Aim of the task:
Nothing in the records may be dropped. Retype them all exactly.

Source records:
>>>>>

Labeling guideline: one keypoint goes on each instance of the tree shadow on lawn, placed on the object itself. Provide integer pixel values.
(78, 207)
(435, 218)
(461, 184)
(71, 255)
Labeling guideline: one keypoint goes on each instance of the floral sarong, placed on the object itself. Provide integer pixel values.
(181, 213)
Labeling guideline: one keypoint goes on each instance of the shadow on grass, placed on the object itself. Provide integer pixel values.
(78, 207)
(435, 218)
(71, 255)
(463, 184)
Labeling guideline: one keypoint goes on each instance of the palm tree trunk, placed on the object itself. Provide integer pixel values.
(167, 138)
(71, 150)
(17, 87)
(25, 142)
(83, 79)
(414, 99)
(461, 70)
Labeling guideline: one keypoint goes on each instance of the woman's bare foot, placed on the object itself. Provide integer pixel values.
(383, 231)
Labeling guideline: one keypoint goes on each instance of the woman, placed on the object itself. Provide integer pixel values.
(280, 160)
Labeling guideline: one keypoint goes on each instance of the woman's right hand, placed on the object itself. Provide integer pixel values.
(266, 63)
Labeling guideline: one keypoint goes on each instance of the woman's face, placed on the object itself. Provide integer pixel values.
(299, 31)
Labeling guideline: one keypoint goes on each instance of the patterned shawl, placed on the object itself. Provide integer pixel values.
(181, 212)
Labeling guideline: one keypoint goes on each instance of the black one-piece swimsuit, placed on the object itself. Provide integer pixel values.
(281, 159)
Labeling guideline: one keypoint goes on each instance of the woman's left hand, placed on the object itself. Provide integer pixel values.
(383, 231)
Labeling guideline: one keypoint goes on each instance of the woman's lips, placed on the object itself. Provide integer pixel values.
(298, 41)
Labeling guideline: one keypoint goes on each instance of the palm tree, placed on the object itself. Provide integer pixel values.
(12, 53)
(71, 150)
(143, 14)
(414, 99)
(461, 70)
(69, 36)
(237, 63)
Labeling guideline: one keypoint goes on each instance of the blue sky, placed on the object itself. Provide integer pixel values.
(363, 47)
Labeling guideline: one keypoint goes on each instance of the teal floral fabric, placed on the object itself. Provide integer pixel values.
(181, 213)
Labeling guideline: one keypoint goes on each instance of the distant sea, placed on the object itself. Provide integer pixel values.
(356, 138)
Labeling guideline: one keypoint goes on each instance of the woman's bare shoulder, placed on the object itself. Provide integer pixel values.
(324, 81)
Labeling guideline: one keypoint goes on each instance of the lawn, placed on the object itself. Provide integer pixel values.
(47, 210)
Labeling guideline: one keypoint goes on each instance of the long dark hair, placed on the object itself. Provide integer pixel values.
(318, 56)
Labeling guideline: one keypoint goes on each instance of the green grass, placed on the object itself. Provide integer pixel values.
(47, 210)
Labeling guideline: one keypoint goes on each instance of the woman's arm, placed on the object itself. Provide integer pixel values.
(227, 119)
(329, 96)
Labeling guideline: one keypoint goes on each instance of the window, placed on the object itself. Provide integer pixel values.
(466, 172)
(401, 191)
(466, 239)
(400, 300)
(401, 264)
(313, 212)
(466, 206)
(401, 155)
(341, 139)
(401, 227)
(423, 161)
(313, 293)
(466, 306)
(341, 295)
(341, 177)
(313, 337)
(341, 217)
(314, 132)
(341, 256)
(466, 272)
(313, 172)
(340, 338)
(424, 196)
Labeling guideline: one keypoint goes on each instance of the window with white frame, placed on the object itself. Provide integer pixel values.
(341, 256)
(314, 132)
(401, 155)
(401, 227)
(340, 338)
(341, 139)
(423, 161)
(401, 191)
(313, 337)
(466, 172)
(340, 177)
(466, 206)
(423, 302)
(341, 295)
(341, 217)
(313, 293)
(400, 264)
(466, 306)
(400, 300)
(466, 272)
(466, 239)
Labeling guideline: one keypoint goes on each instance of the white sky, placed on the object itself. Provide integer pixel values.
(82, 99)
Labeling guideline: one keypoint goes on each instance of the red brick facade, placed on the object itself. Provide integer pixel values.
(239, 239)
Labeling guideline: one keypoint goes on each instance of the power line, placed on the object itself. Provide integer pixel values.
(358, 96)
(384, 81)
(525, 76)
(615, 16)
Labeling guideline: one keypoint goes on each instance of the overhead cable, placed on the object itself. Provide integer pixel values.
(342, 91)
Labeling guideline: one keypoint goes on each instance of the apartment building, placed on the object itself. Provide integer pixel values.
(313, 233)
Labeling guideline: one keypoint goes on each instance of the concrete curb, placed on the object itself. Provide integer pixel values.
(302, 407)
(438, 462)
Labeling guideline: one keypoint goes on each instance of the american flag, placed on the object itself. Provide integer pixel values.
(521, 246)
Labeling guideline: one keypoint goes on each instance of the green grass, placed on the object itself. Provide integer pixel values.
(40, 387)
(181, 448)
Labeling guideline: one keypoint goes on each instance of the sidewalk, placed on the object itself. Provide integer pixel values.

<<<<<

Finished exercise:
Labeling guideline: one keypoint goes on each instance of the tree shadow on lawn, placed on the object itself. Provide integer pixel values.
(78, 207)
(435, 218)
(461, 184)
(71, 255)
Labeling guideline: one keypoint goes on each instance of the floral sarong, placed on the object itself. Provide integer pixel values.
(181, 213)
Labeling guideline: one keypoint goes on each instance of the shadow on grass, placed on the object itself. Provide integer pixel values.
(78, 207)
(435, 218)
(71, 255)
(463, 184)
Labeling guideline: one keypoint goes on each instance of the palm tree trunk, placed on the object itself. Provide integer pixel values.
(167, 138)
(71, 150)
(17, 87)
(25, 142)
(83, 79)
(414, 99)
(461, 70)
Labeling guideline: one keypoint goes on each instance of the woman's bare foot, placed on the object itself. Provide integer pixel values.
(383, 231)
Labeling guideline: one keypoint goes on each instance of the woman, placed on the object itself. Provide integer pixel values.
(280, 160)
Labeling guideline: one keypoint goes on each instance of the woman's right hand, placed on the object itself. Provide integer pixel values.
(266, 63)
Labeling guideline: one keypoint goes on each instance of the woman's face, placed on the object itself. Provide integer pixel values.
(299, 31)
Labeling guideline: one keypoint goes on each instance of the patterned shawl, placed on the object itself. Provide integer pixel values.
(181, 212)
Labeling guideline: one keypoint goes on each instance of the black one-piece swimsuit, placed on the object itself. Provide integer pixel values.
(281, 159)
Labeling guideline: one keypoint goes on each instance of the woman's left hand, placed on the object itself. Provide integer pixel values.
(383, 231)
Labeling guideline: one keypoint goes on each instance of the woman's lips, placed on the object itself. Provide integer pixel values.
(298, 41)
Labeling guideline: one keypoint goes on each instance of the palm tree, placed on the object itself. Provide integer pixel values.
(12, 53)
(71, 150)
(143, 14)
(414, 99)
(461, 70)
(69, 36)
(237, 63)
Labeling guideline: one keypoint goes on each instance of the blue sky, placed on the object itself. Provide integer pixel values.
(363, 47)
Labeling guideline: one keypoint goes on each instance of the teal floral fabric, placed on the object itself. Provide integer pixel values.
(181, 213)
Labeling guideline: one keypoint goes on each instance of the distant sea, placed on the object itself. Provide integer pixel values.
(356, 138)
Labeling guideline: one keypoint goes on each instance of the woman's bare shoulder, placed on the object itself. Provide integer pixel values.
(324, 81)
Labeling guideline: one keypoint goes on each instance of the lawn, placed on the object itself. Provide integer pixel values.
(47, 210)
Labeling guideline: one keypoint goes on each instance of the long dark hair, placed on the object itself. Provide integer pixel values.
(318, 56)
Labeling guideline: one keypoint goes on each instance of the green grass, placed on the object itself. Provide integer pixel values.
(47, 210)
Labeling guideline: one keypoint goes on each instance of the woman's arm, placed on the object itself. Provide integer pixel values.
(227, 119)
(329, 96)
Labeling guideline: one keypoint goes on each instance of the window, placed on the object itself. Provide integer pixel values.
(466, 172)
(401, 191)
(466, 239)
(400, 300)
(401, 264)
(313, 212)
(466, 206)
(401, 155)
(341, 139)
(401, 227)
(423, 161)
(313, 293)
(466, 306)
(341, 295)
(341, 177)
(313, 337)
(341, 217)
(314, 132)
(341, 256)
(466, 272)
(313, 172)
(340, 338)
(424, 196)
Labeling guideline: one keypoint goes on each instance of the window with white frame, placed on the object itself. Provide integer pixel values.
(341, 256)
(314, 132)
(401, 155)
(401, 227)
(340, 338)
(341, 139)
(423, 161)
(401, 191)
(313, 337)
(466, 172)
(340, 177)
(466, 206)
(423, 302)
(341, 295)
(341, 217)
(313, 293)
(400, 264)
(466, 306)
(400, 300)
(466, 272)
(466, 239)
Labeling guideline: one keypoint goes on each instance of the white sky, placed on the object itself. Provide integer pixel values.
(82, 99)
Labeling guideline: one keypoint goes on each instance of the red brick facade, placed on the object itself. Provide integer pixel values.
(239, 239)
Labeling guideline: one keypoint goes on each instance of the power line, placed on the object itself. Provide integer pixel values.
(358, 96)
(384, 81)
(525, 76)
(615, 16)
Labeling guideline: one keypoint goes on each instance of the overhead cable, placed on the object itself. Provide integer pixel values.
(342, 91)
Labeling guideline: one keypoint goes on each instance of the apartment building, placed on the object itself. Provide integer pixel values.
(313, 233)
Labeling guideline: one keypoint goes on each instance of the concrete curb, placed on the object itself. Provide integer pixel values.
(302, 407)
(438, 462)
Labeling guideline: one keypoint goes on each instance of the american flag, placed on the object itself. Provide integer pixel values.
(521, 246)
Labeling guideline: one keypoint goes on each instance of the green grass, placed on the object itself. Provide integer pixel values.
(40, 387)
(181, 448)
Labeling guideline: one keypoint goes on each instance of the sidewalk, placed on the object itself. Provide integer pixel values.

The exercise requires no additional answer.